* Aim of the exercise
Starting from the line containing "For the test set, locate each instance of the chopped", write out the rest of the entries exactly, through the final line, including nothing else.
=====
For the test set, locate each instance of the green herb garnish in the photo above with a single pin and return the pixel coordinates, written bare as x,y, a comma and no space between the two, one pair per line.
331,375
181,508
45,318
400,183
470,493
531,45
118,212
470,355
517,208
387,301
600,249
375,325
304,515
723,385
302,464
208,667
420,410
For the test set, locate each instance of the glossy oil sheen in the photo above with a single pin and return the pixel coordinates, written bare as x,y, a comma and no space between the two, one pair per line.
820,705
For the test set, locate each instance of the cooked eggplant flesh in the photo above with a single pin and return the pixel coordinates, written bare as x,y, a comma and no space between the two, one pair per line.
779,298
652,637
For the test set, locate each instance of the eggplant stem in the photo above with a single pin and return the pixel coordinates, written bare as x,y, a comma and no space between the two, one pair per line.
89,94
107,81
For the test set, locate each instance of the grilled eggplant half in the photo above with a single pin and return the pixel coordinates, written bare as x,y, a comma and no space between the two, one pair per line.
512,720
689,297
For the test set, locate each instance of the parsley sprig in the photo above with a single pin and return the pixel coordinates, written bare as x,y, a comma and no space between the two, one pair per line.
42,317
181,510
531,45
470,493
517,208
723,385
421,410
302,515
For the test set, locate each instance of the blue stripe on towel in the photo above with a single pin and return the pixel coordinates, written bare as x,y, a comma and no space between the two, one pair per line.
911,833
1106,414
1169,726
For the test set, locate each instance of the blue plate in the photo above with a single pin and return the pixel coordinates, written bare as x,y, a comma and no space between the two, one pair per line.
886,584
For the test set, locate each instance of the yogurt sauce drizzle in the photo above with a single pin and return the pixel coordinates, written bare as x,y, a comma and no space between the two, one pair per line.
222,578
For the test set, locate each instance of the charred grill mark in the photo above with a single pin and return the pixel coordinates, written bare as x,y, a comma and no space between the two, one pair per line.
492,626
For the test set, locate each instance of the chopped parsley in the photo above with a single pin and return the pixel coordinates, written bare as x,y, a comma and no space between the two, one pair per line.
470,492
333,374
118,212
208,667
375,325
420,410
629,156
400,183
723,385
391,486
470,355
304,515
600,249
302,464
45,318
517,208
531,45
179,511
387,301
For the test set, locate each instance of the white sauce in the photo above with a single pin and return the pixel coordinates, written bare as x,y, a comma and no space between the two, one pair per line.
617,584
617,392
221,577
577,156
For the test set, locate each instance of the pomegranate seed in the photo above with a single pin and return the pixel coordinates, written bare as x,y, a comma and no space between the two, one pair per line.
=====
* Answer for the task
For the test set, locate each instance of the chopped parsley in the photo above with a single pin and return the pixel coordinates, written bare as x,y, a comma and no space between the two, one pair per line.
470,492
333,374
118,212
208,667
375,325
420,410
629,156
400,183
723,385
391,486
470,355
304,515
600,249
302,464
45,318
517,208
531,45
179,511
387,301
For the test set, locate each instance of the white sauce in the photo above with a single pin and return the pixel coordinates, written bare as x,y, a comma and no space between the two, one pair per line.
617,584
617,392
221,577
577,156
For the test set, locate each instance of the pomegranate seed in the photo above with a single pin and return the pixel coordinates, written bare as x,y, a comma and no space between the two, one pair per line.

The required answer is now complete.